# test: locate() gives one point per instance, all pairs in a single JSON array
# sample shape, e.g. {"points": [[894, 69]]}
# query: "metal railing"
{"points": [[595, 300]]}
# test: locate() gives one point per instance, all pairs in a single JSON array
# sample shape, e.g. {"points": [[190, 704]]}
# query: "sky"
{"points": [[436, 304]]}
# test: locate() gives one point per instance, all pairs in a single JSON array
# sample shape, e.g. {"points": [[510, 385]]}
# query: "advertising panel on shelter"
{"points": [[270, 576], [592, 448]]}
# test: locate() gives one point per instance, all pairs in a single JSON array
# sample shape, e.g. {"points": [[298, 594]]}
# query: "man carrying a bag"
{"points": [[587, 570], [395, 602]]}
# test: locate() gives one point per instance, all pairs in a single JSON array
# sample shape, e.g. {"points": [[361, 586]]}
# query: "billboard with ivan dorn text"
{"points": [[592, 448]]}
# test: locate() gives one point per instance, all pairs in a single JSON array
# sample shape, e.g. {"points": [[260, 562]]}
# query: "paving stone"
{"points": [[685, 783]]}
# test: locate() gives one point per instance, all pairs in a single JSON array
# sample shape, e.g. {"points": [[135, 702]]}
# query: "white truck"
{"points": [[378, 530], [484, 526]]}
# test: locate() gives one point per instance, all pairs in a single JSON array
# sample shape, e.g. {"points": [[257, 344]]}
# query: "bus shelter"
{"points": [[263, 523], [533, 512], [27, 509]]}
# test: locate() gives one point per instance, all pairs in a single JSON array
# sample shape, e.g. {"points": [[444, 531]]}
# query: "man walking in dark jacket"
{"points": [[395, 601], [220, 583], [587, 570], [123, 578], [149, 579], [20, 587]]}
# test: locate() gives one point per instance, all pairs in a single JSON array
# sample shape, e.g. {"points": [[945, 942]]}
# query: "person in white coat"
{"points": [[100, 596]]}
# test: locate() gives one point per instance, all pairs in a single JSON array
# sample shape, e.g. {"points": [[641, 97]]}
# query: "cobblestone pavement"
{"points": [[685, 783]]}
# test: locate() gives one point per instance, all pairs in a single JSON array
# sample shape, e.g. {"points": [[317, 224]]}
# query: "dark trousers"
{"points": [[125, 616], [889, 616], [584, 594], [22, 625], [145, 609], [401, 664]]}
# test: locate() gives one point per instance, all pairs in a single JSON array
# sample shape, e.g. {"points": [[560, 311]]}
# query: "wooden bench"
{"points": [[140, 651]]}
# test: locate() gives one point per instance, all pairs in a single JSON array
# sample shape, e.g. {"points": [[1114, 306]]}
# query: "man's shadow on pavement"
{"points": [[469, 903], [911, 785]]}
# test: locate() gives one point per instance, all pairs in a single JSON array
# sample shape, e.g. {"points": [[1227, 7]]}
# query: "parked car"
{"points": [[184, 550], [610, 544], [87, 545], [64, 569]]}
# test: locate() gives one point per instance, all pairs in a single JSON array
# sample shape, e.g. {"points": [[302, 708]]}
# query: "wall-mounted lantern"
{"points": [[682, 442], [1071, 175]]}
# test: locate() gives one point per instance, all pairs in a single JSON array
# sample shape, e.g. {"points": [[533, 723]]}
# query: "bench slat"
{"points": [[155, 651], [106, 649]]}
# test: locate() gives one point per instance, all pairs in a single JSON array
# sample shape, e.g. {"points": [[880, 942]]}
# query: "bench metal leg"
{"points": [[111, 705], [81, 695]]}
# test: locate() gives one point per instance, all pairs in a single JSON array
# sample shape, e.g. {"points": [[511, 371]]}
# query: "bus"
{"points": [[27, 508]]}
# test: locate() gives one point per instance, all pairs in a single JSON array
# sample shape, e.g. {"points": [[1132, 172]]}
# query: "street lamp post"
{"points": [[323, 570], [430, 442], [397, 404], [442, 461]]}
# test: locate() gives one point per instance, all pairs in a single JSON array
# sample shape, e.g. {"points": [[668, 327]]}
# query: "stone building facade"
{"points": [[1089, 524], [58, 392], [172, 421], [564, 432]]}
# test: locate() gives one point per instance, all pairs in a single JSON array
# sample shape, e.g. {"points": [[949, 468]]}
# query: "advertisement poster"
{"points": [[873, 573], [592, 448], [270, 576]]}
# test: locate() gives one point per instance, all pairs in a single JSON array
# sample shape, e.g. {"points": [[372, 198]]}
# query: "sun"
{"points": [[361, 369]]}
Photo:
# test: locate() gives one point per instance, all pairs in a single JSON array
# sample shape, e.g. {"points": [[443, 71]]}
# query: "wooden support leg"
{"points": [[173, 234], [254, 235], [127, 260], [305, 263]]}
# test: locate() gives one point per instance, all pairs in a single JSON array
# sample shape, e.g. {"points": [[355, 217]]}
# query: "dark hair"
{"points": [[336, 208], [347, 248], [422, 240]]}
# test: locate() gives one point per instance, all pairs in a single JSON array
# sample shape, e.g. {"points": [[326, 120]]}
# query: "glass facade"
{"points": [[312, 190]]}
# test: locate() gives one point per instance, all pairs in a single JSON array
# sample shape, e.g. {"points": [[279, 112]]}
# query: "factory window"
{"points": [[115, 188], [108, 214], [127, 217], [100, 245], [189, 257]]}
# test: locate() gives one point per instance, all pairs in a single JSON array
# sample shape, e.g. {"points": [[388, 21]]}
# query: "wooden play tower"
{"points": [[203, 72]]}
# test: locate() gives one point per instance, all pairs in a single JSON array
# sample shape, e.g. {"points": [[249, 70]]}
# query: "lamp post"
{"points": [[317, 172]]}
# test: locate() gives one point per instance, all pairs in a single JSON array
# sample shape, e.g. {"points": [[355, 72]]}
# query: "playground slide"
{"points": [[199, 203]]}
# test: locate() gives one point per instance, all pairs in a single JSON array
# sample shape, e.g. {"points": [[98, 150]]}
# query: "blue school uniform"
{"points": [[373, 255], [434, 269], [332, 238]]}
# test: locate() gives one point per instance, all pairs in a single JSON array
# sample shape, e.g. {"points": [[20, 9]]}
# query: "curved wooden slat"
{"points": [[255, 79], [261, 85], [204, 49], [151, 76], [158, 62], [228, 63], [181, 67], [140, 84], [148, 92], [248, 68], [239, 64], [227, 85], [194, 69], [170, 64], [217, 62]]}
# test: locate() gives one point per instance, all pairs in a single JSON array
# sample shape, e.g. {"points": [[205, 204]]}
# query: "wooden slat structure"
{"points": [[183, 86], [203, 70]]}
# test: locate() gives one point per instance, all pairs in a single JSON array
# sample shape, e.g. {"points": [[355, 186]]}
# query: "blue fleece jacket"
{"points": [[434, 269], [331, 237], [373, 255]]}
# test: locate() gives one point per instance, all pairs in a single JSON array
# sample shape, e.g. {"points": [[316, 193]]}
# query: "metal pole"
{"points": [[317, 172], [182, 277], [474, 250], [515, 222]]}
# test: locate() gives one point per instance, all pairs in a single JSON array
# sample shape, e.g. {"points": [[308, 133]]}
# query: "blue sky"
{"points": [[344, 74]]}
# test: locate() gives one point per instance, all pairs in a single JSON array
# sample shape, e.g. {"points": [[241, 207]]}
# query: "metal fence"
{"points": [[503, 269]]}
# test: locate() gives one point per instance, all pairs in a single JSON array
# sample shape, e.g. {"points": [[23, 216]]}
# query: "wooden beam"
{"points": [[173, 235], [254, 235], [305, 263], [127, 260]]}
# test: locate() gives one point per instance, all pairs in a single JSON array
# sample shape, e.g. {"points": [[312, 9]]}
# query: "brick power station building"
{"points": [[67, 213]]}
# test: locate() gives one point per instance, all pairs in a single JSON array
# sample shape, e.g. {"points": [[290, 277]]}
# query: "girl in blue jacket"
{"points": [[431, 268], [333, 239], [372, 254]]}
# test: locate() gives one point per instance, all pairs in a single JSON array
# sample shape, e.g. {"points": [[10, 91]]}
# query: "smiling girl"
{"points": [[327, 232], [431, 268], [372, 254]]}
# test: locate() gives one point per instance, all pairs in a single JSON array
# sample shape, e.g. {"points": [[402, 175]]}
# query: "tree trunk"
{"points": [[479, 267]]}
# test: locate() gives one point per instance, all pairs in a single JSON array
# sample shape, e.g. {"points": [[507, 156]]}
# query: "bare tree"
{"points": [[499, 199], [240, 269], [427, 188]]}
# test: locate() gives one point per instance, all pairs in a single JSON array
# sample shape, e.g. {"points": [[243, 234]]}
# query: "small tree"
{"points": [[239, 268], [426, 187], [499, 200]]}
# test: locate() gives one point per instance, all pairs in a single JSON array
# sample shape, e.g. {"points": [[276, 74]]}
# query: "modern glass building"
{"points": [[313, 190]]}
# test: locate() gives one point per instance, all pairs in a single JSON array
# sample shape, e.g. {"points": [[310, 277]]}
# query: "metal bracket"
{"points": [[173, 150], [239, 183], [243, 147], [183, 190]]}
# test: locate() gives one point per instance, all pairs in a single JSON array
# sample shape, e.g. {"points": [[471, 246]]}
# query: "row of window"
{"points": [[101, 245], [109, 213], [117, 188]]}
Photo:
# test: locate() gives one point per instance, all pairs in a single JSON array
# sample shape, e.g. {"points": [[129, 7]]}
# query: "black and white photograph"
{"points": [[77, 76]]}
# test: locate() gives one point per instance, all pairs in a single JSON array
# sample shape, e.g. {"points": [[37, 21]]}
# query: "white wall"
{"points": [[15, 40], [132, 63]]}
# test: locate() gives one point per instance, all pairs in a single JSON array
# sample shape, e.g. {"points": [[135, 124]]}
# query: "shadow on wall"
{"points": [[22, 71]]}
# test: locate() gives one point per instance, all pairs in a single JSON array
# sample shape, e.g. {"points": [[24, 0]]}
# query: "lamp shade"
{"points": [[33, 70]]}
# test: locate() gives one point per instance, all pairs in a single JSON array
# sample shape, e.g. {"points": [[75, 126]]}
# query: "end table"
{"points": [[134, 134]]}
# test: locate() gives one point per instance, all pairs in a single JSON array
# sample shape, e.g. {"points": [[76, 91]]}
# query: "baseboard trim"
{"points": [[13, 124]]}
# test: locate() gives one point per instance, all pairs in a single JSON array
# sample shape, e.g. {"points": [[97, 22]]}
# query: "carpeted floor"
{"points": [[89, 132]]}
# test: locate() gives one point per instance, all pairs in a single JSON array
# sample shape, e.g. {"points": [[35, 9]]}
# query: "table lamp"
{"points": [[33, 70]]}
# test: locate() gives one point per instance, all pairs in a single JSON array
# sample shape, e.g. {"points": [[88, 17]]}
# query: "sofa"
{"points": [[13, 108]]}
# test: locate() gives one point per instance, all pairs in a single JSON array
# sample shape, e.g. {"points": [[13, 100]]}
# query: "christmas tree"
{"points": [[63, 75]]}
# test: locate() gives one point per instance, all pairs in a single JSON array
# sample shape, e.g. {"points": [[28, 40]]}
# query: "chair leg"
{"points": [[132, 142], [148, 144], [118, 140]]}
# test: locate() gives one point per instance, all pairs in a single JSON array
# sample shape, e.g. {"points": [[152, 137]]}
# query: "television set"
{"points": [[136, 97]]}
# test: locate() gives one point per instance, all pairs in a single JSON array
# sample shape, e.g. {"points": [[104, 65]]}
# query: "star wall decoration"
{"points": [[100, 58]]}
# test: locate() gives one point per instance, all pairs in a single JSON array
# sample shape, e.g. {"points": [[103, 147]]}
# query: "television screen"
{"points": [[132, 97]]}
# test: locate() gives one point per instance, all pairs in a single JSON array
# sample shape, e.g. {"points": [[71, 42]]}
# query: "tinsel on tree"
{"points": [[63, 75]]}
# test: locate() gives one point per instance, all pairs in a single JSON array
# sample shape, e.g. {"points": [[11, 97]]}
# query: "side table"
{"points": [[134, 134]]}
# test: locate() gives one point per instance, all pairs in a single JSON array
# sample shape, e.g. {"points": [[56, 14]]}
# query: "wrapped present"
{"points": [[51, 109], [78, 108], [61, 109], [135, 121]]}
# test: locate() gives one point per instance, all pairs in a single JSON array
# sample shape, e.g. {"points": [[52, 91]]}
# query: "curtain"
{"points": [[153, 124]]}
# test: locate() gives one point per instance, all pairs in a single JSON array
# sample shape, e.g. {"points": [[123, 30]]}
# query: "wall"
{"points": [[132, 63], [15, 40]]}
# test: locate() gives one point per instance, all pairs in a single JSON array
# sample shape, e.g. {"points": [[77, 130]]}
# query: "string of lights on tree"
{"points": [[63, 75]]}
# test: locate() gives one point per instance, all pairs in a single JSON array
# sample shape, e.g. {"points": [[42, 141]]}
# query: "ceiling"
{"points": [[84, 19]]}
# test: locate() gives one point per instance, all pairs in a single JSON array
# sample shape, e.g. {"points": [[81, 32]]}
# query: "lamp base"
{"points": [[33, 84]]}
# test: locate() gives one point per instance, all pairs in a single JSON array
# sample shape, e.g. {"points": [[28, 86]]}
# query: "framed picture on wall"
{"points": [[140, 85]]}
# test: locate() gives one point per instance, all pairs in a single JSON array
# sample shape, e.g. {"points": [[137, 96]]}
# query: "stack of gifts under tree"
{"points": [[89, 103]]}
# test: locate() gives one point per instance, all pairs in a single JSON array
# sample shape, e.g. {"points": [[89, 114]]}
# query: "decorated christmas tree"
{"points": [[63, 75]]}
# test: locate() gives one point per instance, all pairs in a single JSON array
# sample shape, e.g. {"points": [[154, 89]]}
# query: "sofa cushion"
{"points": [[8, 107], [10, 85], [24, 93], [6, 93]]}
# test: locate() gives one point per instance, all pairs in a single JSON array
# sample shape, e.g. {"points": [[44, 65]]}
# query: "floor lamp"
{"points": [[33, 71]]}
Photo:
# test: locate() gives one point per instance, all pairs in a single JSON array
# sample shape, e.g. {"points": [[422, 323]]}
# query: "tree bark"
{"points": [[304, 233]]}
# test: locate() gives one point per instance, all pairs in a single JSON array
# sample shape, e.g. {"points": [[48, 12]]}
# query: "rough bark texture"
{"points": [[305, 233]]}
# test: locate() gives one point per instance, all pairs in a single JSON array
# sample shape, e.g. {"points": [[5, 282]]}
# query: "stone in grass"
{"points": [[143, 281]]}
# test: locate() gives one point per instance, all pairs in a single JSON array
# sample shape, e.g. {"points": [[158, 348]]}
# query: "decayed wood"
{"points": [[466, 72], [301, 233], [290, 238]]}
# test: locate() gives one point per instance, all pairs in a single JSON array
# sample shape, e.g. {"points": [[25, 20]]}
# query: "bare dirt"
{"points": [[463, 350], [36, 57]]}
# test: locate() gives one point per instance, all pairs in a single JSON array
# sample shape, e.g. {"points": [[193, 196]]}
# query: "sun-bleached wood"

Given instruction
Gather every line of the material that contains the word "pavement".

Full solution
# query: "cobblestone pavement"
# query: "man's shadow on pavement"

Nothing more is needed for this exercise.